§ **What the exercise asks**: Output every line of the entries from the line containing "Q: Point to the dog tag" through the last, exactly, with no other content.

§ **Dataset extract**:

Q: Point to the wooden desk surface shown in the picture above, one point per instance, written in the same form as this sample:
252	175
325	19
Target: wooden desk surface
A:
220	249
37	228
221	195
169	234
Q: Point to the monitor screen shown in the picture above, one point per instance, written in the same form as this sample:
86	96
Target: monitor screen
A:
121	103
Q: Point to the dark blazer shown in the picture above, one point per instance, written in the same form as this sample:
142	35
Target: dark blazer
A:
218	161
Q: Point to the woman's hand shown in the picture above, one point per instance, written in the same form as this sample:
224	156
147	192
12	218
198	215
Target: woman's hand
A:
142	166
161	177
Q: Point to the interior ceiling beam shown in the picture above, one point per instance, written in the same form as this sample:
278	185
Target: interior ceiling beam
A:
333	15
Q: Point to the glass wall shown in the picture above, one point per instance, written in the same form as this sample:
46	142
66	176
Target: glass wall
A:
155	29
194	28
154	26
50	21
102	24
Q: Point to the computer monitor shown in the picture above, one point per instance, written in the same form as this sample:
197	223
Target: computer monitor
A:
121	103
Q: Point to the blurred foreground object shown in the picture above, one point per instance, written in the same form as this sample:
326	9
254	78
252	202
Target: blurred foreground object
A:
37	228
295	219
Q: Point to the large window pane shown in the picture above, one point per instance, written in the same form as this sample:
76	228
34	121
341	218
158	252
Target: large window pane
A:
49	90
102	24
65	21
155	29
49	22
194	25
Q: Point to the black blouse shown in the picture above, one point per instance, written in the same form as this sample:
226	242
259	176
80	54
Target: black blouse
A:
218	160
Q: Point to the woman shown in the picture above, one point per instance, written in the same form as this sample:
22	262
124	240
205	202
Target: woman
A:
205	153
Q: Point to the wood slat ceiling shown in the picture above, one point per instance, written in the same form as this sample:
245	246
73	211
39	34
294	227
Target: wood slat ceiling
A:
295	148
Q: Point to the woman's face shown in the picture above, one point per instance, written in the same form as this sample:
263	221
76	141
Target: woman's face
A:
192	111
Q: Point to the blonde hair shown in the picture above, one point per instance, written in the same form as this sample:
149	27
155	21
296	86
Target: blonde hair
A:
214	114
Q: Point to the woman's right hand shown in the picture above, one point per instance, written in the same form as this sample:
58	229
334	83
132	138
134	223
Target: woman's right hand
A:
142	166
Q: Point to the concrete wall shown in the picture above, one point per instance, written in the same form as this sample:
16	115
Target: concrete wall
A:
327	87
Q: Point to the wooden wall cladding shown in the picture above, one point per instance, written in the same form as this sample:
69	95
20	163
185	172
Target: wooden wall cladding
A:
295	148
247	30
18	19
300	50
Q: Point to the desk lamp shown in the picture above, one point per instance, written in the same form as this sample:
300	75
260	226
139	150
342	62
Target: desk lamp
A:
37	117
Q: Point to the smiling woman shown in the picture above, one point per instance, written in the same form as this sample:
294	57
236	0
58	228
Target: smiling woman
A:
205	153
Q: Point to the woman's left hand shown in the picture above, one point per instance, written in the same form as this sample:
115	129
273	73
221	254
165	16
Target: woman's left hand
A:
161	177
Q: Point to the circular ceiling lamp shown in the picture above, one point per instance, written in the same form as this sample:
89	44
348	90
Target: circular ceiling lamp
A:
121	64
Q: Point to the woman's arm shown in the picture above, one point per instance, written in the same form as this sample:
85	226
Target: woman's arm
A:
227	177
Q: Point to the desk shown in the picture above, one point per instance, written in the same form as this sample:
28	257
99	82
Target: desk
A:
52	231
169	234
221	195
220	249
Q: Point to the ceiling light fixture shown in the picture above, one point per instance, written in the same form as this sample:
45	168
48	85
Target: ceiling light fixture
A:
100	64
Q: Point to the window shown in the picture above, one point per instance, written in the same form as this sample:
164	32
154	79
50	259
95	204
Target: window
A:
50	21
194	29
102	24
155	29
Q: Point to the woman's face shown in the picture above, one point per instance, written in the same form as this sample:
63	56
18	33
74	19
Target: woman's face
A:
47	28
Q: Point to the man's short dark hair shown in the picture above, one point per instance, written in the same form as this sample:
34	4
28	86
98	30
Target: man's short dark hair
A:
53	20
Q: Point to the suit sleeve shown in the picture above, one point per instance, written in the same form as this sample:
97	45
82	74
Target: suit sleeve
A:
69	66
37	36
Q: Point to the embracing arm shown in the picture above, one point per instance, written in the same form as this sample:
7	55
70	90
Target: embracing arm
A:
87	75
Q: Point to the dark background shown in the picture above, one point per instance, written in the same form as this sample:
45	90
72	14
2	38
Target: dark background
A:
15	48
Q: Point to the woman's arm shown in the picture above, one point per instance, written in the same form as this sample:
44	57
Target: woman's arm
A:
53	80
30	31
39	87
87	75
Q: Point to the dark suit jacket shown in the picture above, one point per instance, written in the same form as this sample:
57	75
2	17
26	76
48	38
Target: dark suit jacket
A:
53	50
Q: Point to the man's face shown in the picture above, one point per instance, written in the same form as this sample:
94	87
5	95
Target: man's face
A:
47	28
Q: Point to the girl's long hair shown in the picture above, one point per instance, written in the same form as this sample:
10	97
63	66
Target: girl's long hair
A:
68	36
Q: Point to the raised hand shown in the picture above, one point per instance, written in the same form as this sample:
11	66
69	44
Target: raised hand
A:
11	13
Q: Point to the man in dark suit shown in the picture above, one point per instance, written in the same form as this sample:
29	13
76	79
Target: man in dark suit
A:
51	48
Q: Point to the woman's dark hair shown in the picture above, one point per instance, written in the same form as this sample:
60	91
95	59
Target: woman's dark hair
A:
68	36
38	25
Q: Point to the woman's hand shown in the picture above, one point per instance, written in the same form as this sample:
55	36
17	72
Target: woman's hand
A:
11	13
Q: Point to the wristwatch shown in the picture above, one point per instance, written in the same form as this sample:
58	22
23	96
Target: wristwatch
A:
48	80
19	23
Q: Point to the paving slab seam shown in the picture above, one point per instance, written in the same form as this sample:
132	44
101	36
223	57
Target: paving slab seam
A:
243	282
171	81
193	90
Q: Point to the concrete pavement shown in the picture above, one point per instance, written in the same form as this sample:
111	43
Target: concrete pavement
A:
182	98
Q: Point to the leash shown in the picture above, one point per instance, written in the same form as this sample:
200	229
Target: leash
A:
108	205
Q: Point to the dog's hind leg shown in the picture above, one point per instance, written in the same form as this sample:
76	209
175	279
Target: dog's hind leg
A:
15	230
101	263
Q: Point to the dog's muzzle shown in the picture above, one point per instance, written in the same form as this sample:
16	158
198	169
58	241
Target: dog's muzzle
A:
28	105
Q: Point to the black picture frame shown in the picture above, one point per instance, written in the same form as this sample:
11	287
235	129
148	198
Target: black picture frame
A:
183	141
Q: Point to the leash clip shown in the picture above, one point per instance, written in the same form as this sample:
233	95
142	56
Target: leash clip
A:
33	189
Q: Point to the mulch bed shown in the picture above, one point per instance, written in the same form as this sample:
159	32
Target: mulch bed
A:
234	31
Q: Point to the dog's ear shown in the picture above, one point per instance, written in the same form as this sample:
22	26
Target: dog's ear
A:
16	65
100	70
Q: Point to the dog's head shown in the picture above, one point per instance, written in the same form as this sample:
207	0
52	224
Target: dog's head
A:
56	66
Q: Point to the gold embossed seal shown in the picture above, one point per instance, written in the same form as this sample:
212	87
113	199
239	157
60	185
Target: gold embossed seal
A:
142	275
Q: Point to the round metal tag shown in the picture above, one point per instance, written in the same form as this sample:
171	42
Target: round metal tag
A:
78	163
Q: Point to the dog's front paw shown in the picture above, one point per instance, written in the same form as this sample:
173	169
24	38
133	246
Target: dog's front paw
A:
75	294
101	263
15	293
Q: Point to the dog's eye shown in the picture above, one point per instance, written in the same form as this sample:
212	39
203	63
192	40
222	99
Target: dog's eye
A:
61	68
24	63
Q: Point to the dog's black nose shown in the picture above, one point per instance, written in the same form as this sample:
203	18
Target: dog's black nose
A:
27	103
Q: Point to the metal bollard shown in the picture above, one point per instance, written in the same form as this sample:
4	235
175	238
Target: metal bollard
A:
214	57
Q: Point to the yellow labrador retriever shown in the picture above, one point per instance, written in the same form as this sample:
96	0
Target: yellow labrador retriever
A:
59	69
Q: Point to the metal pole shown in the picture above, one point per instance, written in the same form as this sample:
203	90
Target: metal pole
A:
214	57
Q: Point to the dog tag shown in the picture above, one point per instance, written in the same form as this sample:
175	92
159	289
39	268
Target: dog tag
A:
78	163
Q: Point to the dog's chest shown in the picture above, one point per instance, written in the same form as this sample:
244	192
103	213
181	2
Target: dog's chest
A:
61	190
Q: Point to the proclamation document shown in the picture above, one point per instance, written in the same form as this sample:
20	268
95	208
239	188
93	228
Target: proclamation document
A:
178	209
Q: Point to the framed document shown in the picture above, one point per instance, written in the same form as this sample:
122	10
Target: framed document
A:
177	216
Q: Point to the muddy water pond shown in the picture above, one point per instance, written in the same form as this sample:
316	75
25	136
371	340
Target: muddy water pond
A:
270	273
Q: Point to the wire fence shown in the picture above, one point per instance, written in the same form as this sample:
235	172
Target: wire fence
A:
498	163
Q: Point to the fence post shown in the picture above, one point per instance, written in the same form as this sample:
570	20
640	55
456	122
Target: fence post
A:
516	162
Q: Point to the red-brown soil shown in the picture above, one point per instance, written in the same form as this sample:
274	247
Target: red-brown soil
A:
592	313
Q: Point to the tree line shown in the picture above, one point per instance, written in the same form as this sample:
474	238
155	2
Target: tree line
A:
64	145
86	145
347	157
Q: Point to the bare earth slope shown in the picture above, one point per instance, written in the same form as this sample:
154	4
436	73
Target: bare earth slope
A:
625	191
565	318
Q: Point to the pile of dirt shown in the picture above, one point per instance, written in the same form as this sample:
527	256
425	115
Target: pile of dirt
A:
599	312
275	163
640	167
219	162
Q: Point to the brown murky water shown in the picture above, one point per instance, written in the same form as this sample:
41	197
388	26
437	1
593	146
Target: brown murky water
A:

§ **Expected output**:
Q: Point to the dog tag shown in the picture above, one point per instance, written in the same form as this sample:
175	92
159	289
39	268
Target: dog tag
A:
78	163
Q: Point to the dog's chest shown in the picture above, one point per instance, written in the same form as this sample:
244	192
103	213
181	2
Target: dog's chest
A:
61	190
Q: Point to the proclamation document shown in the picture above, one point per instance, written in the same form as this sample:
20	268
95	208
239	188
93	228
Target: proclamation document
A:
178	209
Q: Point to the framed document shown in the picture above, one point per instance, written in the same form as this sample:
122	10
Target: framed document
A:
177	216
Q: Point to the muddy water pond shown in the picture above, one point per instance, written in the same form as this sample:
316	75
25	136
371	340
Target: muddy water pond
A:
270	273
Q: Point to the wire fence shown in the picture above, one point per instance, written in the same form as this sample:
235	172
Target: wire fence
A:
498	163
Q: Point to the fence post shown in the picture above, one point per instance, written in the same form as this sample:
570	20
640	55
456	122
Target: fence post
A:
516	162
Q: Point to the red-brown soil shown in the picture above, one point per instance, written in the same form as this sample:
274	247
Target: red-brown soil
A:
592	313
Q: Point to the tree line shown in the picture above, one point per instance, written in the same form as this sample:
474	238
155	2
Target: tree line
A:
64	145
86	145
347	157
Q: Point to the bare earth slope shown in the picture above, one point per instance, written in the same form as this sample:
154	4
436	73
Target: bare earth slope
A:
625	191
565	318
Q: Point to the pile of dirt shown in the picture above, one point per instance, written in the same form as this sample:
527	256
425	115
Target: pile of dirt
A:
599	312
275	163
640	167
219	162
Q: Point to the brown murky water shown in the picture above, one point per instance, written in the same form as this sample:
41	197
388	26
437	1
593	146
Target: brown murky water
A:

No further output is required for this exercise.